#### Problem to solve
Extend the blog post recapping four months of family events, picking up right after its last sentence.

#### Extract to read
***
Thursday, October 28, 2010

four months...

That's how long it's been since I've written anything on here.  I figured I'd write a few things...because writing is therapeutic...not that I feel like I have anything that I need to talk to a therapist about...not right now anyway.

So much has happened in the last four months.  Here's a few pictures (starting from where I left off):

I went to the Miss Oklahoma pageant in June with my best friend Amanda.  We had a blast!

 My main purpose in going was so see my beautiful niece perform in the Outstanding Teen pageant.  Even though she didn't win, she did amazing!

We attended the Music Theatre Wichita throughout the summer with the extended family.


We went to the midnight showing of eclipse.  
Brickman made his shirt just for the occasion.

We celebrated the fourth of July with lots of family and fireworks.

We went to Jerad's best friend's wedding in Texas where he and Nick were groomsmen.

My niece won the Miss Alva pageant which qualified her to compete in the Miss Cinderella pageant during homecoming, where she received 2nd runner up.

And the kids had fun at the homecoming game. (Or at least Brickman did.  Braylon was in a mood most of the day and didn't participate in much.)
***
[Region pointing data]
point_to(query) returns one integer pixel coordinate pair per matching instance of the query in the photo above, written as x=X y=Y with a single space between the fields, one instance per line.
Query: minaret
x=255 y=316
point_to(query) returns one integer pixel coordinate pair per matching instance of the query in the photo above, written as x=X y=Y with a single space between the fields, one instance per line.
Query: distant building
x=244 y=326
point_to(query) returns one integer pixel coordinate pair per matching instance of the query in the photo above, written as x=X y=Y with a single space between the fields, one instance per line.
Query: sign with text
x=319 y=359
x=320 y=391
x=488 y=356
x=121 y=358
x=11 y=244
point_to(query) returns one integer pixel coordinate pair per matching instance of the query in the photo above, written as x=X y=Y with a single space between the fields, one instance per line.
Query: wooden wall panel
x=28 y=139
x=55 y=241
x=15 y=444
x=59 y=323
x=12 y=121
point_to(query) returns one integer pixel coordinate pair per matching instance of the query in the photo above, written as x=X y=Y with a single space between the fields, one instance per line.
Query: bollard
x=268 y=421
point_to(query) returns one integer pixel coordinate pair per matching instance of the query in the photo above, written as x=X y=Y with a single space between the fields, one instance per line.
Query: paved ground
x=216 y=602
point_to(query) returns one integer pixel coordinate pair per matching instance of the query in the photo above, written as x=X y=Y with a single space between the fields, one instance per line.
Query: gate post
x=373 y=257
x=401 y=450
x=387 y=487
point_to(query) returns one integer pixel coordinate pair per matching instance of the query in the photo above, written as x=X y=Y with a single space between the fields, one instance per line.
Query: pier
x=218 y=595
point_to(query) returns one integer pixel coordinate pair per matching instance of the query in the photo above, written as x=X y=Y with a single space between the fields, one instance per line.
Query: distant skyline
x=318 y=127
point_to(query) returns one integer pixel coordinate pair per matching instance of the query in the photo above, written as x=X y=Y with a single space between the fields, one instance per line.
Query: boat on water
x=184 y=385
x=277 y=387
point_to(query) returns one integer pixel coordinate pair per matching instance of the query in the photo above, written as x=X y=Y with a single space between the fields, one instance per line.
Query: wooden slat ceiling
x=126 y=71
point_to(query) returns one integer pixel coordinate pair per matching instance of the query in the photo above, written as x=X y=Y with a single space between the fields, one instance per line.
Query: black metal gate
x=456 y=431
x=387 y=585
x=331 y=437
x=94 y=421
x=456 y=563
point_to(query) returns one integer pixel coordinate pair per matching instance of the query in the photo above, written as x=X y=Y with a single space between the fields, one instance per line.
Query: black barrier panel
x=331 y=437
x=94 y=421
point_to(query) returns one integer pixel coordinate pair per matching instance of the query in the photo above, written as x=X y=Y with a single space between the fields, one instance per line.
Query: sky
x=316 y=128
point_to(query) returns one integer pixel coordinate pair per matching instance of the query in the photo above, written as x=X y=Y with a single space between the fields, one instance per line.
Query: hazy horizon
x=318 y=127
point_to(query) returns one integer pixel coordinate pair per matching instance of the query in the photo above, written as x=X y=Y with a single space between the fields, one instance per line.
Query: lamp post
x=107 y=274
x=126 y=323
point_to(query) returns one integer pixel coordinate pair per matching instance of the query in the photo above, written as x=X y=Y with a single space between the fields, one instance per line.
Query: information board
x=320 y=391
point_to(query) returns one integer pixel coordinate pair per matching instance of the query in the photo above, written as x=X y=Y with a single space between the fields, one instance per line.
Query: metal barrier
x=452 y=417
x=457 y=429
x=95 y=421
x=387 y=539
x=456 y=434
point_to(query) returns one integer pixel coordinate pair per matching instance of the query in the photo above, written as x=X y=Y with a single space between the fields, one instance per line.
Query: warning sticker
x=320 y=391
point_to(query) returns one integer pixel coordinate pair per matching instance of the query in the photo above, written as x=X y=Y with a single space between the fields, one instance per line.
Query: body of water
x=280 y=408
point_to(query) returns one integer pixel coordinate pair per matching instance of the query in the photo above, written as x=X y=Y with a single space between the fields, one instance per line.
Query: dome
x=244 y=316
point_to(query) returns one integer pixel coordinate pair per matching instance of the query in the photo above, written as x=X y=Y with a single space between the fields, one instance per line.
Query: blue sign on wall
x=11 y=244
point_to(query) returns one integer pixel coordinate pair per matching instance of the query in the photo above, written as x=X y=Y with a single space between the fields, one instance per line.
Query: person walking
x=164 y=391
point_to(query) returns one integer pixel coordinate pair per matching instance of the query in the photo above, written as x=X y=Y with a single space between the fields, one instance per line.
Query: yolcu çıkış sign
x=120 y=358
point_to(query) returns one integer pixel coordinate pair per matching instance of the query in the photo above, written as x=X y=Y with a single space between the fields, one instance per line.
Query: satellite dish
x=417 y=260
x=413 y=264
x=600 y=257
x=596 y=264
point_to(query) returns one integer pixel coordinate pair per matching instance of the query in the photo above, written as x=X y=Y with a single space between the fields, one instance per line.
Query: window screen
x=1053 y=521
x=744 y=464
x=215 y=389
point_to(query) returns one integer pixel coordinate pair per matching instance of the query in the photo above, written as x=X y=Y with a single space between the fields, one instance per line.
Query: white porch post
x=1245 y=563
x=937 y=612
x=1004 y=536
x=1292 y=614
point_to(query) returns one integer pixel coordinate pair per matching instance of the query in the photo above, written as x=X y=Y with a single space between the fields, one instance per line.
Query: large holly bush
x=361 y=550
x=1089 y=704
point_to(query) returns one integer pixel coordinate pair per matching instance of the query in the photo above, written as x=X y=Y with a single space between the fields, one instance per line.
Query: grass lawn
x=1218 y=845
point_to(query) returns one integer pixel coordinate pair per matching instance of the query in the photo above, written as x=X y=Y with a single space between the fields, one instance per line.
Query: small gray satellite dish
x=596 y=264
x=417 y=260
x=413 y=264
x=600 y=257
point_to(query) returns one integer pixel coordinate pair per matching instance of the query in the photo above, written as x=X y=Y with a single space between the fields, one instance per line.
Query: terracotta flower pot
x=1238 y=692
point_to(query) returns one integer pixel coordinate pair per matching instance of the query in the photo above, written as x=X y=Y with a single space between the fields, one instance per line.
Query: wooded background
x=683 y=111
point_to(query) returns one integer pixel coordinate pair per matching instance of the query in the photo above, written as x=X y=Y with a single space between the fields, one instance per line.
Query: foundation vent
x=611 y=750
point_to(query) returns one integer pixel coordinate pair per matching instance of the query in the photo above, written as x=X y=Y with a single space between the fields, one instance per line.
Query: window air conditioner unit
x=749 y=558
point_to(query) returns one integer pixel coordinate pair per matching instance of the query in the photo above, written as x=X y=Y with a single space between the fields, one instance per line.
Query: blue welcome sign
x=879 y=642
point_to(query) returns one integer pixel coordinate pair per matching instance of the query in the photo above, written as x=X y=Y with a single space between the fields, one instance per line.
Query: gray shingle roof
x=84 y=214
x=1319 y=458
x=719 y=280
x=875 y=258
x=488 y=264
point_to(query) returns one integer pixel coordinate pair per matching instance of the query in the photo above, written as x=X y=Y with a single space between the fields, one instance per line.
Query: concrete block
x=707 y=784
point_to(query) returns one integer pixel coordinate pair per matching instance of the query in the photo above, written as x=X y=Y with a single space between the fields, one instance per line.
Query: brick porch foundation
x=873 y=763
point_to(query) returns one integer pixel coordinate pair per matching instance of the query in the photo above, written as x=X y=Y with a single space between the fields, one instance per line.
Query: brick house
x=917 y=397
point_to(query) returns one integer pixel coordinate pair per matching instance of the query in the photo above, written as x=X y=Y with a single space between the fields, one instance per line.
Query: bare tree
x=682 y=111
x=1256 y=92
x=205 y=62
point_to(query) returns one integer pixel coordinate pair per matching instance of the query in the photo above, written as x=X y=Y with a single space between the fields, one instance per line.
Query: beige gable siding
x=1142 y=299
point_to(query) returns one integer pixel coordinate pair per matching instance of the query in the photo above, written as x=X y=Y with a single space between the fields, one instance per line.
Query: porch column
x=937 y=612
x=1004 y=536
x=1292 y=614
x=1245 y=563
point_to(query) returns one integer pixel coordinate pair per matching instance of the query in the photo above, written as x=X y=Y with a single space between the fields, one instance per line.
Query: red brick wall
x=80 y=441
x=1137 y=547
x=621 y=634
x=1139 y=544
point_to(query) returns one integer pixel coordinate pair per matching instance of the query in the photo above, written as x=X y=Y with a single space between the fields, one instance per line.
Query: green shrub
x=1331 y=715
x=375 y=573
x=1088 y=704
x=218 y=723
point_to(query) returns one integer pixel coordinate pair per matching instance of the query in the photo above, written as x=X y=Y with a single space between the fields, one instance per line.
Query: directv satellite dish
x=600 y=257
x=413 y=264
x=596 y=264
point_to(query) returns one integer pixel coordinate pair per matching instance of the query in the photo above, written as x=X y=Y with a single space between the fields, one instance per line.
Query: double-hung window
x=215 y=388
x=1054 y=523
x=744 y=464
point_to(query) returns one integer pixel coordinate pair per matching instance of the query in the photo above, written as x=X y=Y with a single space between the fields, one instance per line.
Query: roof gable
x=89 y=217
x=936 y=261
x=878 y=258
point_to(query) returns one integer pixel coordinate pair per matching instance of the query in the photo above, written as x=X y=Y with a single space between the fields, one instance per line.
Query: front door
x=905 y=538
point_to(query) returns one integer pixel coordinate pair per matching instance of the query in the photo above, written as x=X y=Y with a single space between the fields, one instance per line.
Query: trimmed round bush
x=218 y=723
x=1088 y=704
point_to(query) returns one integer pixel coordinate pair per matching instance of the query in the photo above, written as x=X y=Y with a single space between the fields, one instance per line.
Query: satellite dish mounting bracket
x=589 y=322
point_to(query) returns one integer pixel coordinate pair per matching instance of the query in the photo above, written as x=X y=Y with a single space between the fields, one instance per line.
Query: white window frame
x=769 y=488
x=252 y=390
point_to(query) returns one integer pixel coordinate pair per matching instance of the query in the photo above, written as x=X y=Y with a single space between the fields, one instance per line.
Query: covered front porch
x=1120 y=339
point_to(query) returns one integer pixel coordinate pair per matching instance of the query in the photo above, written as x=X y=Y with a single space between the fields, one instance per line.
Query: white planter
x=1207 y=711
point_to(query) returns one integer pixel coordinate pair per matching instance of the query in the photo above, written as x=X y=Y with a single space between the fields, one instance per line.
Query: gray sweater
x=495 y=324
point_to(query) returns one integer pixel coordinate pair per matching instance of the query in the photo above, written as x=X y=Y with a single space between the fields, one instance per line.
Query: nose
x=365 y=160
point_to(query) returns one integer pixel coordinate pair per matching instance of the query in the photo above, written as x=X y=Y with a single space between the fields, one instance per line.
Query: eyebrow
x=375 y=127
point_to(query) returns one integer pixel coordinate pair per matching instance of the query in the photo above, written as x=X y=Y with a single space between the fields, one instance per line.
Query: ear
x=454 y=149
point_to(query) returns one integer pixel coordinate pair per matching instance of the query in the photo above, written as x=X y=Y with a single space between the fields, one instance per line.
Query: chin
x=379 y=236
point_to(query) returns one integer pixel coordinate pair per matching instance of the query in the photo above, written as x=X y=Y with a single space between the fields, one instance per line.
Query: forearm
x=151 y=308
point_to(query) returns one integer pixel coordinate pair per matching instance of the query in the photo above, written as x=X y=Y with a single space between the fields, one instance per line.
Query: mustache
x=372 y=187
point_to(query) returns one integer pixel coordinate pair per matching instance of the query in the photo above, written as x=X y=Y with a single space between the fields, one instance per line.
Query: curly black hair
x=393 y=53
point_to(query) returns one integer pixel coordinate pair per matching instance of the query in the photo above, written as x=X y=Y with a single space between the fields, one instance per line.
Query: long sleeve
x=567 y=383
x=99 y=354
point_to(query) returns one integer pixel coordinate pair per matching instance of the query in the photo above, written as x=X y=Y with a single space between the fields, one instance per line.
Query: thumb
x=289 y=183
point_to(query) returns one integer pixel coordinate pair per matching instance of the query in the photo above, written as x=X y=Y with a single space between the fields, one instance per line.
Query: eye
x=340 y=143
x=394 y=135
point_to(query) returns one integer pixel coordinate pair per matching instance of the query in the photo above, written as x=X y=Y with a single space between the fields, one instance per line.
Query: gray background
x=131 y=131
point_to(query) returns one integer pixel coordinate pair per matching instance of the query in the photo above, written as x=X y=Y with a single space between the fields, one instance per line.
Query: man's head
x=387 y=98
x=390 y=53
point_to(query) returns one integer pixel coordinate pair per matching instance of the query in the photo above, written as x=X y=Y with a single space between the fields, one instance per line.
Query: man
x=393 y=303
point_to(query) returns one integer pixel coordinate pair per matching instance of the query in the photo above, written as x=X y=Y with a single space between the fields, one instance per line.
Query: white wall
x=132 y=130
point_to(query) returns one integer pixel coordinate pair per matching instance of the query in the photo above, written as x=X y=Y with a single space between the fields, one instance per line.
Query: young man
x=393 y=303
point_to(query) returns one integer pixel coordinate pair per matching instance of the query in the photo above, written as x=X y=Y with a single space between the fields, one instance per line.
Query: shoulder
***
#### Written answer
So, those are a few of the events from the past few months.  Despite all of this that looks so happy and jovial, we've had extreme sadness that we will, without doubt, continue to fight for a long time.  In July, we lost Jerad's dad in an unexpected accident.  I guess all accidents are unexpected.  This has been something that has not only jarred us, but also affected the entire town.  Myron was an incredible man who would drop anything to help you.  Few could call him a stranger.  Many called him a friend, which was proved by the amazing service celebrating his life.  Knowing the months that lie ahead, normally the most exciting time of the year, I'm sure that we'll face some emotional times being void of his presence.  I rejoice in the memories that we had with him, although we'll always yearn for more.  And I praise God that we'll see him again, though not in this world that we know now.  It's still so hard to wrap my mind around what happened, and it seems like we've been without him for so long yet it seems like we just lost him.  It's crazy.  We continue in our daily lives knowing that there's definitely a piece missing but realizing that this is the new normal.  I praise God for his love and grace and for friends and family that have helped make this transition...not easier (as that can't be done)...more bearable.  What an amazing group of friends and family we have!

Now that I'm up to date, maybe I'll stay that way.  Or maybe not...we'll see.